Passage provided:

# What kind of foam for jbar,etc



## wrathfuldeity (Oct 5, 2007)

you want this stuff

https://www.tognar.com/boot_heater_warmer_fitting_dryer_canting_dryers_ski_snowboard.html

Or just go to the local core ski/board shop and they ought to be able to sell you a bit off their big roll...and if it does not have the self adhevisive backing you can go to the auto parts store and get some spray on headliner adhesive...my can is going on like 10 years and have used for several diy projects.


----------



## f00bar (Mar 6, 2014)

Ya, saw that. But what is it really? It's not like they've developed their own special foam.


----------



## chomps1211 (Mar 30, 2011)

Yup! Wuz about to post the same link. Good stuff.

-edit-
It's actual boot fitting foam. Not sum "make do" item. Who knows what/if that other stuff (..says it anti vibration pads???) if it will stick to or react with your boot liners. :shrug:

The Tognar sheets are specifically for boot fitting.


----------



## wrathfuldeity (Oct 5, 2007)

Methinks the neoprene rubber might be a bit too spongy...unless you are going to make some square pants

The other stuff is quite firm and slightly more firm than eva foam floor matt stuff...which could be an alternative in a pinch.

another thing that will take up a bunch of room, is a thin 1/8" thick piece of something like cork that has the same insole foot print...put it under the insole and it will decrease the internal size of the boot by at least 1/2 size....that is what the use in ski boots to downsize by a half when using mondo sizing. Iirc have a pair around from my hardboots in mondo 24/6.5 men's...pm if you want me to go find and send them.

Records provided:
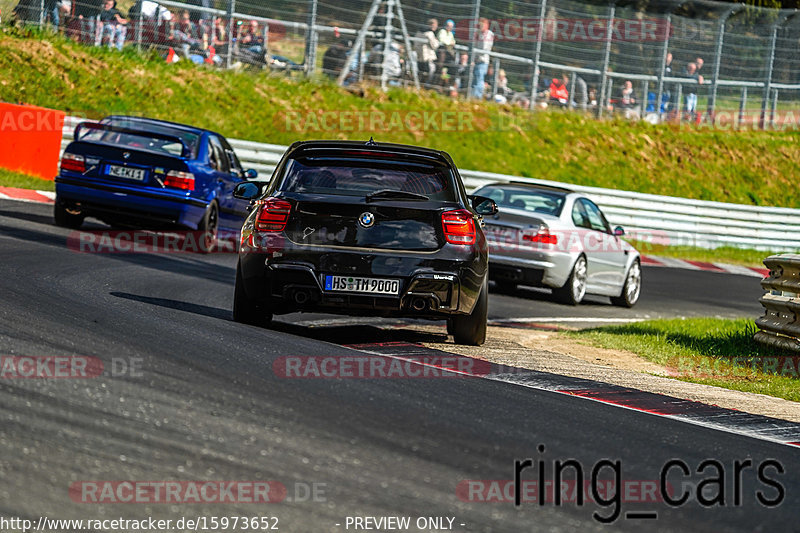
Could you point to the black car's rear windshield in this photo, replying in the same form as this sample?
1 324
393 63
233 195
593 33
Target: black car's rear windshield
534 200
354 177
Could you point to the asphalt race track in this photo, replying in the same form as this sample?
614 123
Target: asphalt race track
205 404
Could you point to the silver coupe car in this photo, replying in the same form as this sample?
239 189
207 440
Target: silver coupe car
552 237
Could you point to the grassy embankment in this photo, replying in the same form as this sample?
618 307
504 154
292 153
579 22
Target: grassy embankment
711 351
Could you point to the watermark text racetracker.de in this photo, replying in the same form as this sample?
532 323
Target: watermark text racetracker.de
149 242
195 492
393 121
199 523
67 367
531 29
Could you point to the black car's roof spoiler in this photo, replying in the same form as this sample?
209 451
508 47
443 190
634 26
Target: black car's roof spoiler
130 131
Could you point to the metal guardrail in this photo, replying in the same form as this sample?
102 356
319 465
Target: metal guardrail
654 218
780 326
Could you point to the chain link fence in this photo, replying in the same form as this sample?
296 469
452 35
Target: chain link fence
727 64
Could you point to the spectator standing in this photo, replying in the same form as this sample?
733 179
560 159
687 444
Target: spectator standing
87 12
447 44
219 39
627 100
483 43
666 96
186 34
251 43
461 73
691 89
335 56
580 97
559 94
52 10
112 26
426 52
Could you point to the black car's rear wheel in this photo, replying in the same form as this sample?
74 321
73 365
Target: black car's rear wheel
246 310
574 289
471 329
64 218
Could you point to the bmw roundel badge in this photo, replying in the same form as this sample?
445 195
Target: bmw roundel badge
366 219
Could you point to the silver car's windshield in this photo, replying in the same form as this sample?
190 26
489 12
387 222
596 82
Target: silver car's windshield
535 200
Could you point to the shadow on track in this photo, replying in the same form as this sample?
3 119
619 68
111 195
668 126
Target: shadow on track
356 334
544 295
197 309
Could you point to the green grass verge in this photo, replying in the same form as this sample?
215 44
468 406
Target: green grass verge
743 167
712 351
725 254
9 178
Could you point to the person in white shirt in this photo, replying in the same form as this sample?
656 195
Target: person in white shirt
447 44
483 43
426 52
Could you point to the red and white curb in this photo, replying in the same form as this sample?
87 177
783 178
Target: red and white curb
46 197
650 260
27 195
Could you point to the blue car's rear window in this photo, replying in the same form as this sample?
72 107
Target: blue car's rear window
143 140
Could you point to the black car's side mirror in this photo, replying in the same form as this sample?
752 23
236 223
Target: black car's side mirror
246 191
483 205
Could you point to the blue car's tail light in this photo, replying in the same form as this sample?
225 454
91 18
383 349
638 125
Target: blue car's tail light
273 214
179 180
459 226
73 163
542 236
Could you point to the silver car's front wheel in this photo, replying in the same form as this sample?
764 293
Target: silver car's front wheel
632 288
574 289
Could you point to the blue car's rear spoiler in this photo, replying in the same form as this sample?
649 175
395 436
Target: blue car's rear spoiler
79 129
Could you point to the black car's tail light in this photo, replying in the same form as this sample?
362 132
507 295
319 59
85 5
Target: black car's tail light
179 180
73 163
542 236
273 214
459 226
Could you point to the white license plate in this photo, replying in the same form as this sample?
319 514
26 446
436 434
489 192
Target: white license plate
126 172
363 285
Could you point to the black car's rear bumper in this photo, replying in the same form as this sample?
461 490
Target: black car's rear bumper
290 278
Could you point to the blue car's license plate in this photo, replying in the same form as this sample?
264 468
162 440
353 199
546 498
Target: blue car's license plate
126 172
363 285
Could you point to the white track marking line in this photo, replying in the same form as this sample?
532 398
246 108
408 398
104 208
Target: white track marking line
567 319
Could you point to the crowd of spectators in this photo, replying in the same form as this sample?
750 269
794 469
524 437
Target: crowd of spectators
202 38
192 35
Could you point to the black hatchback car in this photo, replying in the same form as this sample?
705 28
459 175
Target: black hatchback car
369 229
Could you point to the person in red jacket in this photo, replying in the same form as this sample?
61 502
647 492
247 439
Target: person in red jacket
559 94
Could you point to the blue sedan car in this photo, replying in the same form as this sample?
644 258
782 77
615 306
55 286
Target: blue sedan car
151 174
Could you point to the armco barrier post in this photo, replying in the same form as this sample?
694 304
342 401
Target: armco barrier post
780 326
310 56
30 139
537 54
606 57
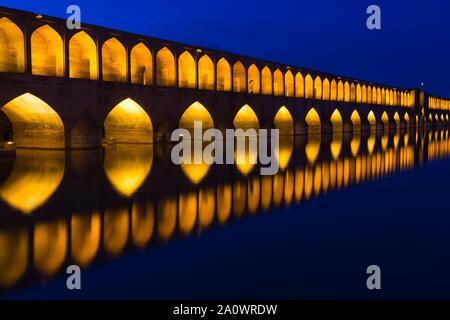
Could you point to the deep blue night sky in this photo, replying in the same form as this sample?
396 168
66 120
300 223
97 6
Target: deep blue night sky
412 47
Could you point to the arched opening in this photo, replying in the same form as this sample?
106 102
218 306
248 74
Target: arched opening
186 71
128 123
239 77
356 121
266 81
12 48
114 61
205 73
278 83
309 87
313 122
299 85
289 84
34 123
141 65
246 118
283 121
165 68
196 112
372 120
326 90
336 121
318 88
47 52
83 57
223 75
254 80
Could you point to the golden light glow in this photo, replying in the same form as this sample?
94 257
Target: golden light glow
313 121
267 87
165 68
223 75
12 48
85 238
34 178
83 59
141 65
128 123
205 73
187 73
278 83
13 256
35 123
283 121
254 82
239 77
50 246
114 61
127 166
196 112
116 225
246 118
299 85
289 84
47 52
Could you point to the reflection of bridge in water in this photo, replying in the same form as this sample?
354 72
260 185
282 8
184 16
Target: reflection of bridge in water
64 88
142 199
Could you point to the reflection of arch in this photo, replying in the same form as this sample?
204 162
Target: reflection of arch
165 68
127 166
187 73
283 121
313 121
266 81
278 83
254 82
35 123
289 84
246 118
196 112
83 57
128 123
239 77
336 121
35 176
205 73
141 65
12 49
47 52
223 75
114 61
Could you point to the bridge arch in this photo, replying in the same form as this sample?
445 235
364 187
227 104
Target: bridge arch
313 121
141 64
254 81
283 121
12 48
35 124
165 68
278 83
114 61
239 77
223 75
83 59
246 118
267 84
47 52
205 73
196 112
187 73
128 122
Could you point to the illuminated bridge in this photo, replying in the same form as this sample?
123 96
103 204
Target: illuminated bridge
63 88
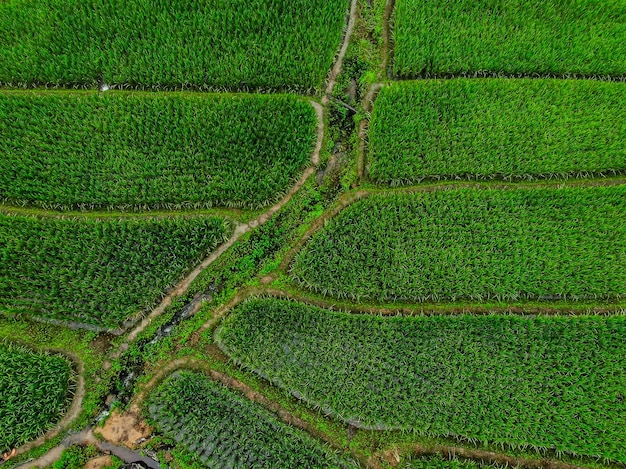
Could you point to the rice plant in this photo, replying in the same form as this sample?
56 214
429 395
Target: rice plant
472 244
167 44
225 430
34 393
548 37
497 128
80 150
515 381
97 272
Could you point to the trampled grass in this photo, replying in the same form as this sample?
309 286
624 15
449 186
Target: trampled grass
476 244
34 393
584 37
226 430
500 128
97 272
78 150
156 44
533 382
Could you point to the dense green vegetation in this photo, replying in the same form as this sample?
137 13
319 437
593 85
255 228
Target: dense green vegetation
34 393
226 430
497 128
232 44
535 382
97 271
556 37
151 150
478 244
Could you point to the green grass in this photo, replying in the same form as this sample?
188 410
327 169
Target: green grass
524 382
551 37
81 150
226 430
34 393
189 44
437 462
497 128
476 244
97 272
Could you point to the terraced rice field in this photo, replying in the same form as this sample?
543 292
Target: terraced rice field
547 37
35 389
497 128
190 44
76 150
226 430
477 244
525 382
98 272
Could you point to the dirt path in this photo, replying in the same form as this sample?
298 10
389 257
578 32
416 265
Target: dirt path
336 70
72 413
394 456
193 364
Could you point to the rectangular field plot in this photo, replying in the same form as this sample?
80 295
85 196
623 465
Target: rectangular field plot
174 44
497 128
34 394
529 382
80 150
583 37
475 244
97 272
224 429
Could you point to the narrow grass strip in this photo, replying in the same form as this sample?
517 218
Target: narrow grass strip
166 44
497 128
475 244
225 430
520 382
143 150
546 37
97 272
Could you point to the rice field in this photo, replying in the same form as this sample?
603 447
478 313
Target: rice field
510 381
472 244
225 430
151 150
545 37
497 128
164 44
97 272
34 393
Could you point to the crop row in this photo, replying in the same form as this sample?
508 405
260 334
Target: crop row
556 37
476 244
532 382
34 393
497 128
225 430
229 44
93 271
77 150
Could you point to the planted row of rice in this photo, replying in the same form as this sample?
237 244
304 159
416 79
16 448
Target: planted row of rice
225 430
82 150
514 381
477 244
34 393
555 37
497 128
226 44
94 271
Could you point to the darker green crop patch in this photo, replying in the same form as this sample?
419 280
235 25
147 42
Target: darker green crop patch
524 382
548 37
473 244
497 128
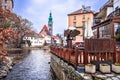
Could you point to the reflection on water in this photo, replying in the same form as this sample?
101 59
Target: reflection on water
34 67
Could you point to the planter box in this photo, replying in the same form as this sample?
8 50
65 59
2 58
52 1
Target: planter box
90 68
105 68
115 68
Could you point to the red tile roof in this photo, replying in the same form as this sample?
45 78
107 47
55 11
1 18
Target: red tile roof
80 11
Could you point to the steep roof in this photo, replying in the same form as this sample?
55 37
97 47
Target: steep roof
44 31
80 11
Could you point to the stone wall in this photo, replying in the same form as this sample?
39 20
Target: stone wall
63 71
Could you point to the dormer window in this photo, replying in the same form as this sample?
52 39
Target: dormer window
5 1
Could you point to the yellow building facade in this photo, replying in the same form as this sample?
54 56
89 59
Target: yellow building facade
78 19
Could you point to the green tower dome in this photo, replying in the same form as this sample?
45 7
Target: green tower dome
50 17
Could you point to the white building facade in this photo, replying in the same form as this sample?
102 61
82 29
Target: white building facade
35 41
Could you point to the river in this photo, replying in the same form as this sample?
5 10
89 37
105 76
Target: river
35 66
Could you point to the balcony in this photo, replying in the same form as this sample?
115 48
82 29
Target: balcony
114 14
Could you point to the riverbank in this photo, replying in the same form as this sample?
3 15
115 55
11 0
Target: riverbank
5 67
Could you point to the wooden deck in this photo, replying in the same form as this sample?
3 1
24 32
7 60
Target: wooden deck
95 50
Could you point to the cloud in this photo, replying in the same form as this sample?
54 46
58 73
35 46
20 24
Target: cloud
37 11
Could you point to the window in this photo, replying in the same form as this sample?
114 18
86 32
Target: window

Brief 1: In the forum thread on boot-fitting foam, what does the poster suggest buying at an auto parts store if the foam lacks a self-adhesive backing?
Brief 2: Rewrite the boot-fitting foam thread from "another thing that" up to and including "and send them.", swapping "cork" for "felt".
Brief 3: Carry on the forum thread about foam for boot fitting from the point where it stops.

Final result 1: Spray-on headliner adhesive.

Final result 2:
another thing that will take up a bunch of room, is a thin 1/8" thick piece of something like felt that has the same insole foot print...put it under the insole and it will decrease the internal size of the boot by at least 1/2 size....that is what the use in ski boots to downsize by a half when using mondo sizing. Iirc have a pair around from my hardboots in mondo 24/6.5 men's...pm if you want me to go find and send them.

Final result 3:
----------



## Kenai (Dec 15, 2013)

f00bar said:


> Stupid question likely.
> 
> My sons foot is growing like crazy but are currently a bit roomy so I'm looking to make my own jbars, cbars, whatever. I'm guessing a bit of trial and error so I'm looking to cut my own shapes.


What brand boots? FWIW, I emailed Burton about boot fit and they offered to send me J-bars for nothing.


----------



## f00bar (Mar 6, 2014)

Kenai said:


> What brand boots? FWIW, I emailed Burton about boot fit and they offered to send me J-bars for nothing.


A pair of DC Scouts. I tend to low end it until his foot stops growing.


----------



## BurtonAvenger (Aug 14, 2007)

I'm not even going to read the rest of the responses. You guys are so over thinking this. 

You just need 3m foam that's it. The amazon link will work, it's just thicker, so you might have to take a Dremel to it so it fits in there better.


----------



## f00bar (Mar 6, 2014)

BurtonAvenger said:


> I'm not even going to read the rest of the responses. You guys are so over thinking this.
> 
> You just need 3m foam that's it. The amazon link will work, it's just thicker, so you might have to take a Dremel to it so it fits in there better.


Gracias. I figured you'd find this and give that as an answer. On my first search I had the 3m stuff show up on amazon but when I went back I only found what I linked which looks to be the same thing. 1/8" seems to be the standard and can always shave.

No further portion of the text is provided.